=== Begin Enclosure ===

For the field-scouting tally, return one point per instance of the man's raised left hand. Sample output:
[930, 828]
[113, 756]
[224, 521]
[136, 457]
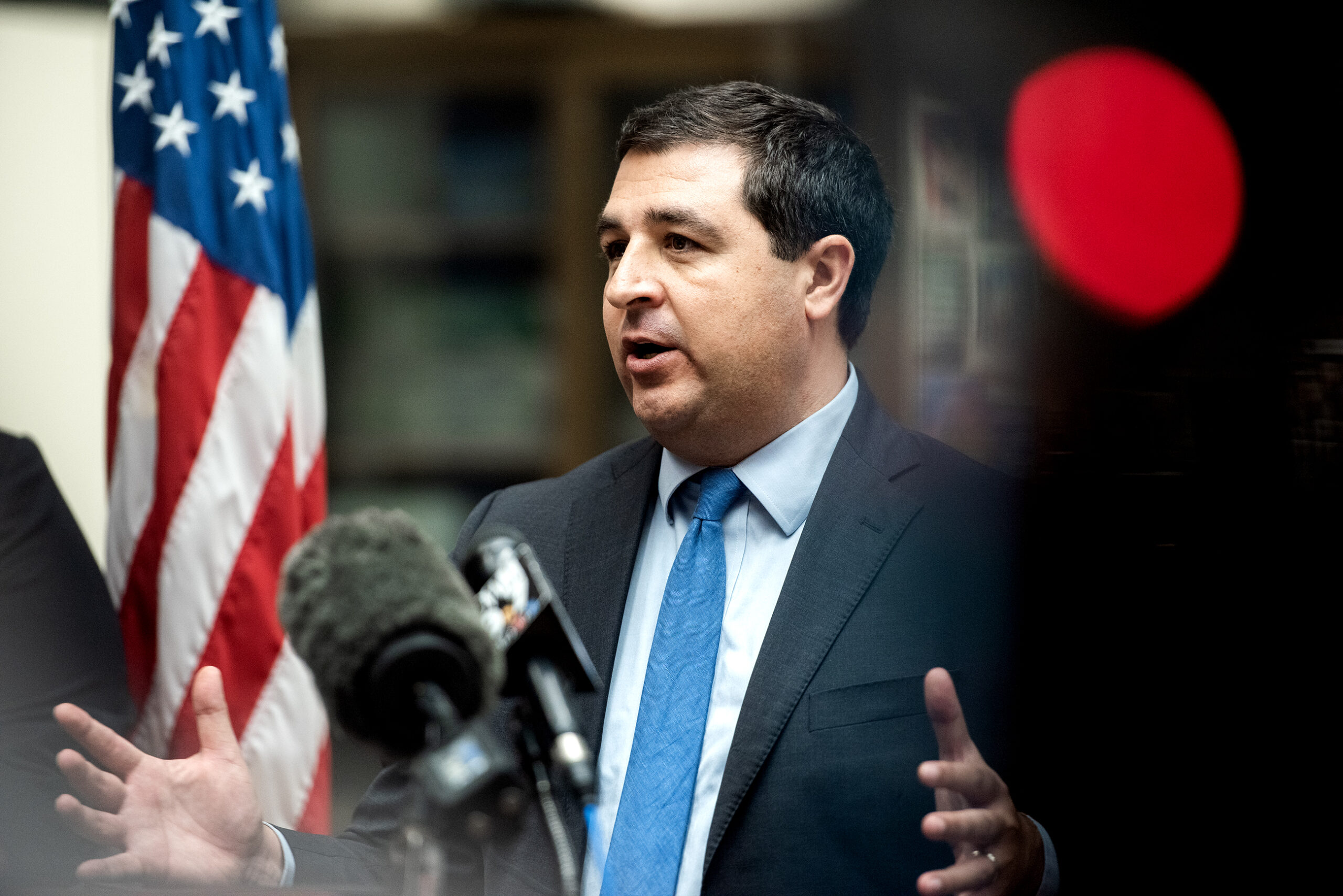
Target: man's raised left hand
[998, 849]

=== End Enclosure ===

§ WHAT YOU NEED TO DO: Give back the whole listing exactly as it stands. Drop every picture.

§ OUTPUT OF THE TASK:
For the field-scouting tally, return one point per instance of the man's raised left hand. Sample output:
[930, 828]
[113, 756]
[224, 521]
[136, 457]
Target: man's raised left hand
[998, 849]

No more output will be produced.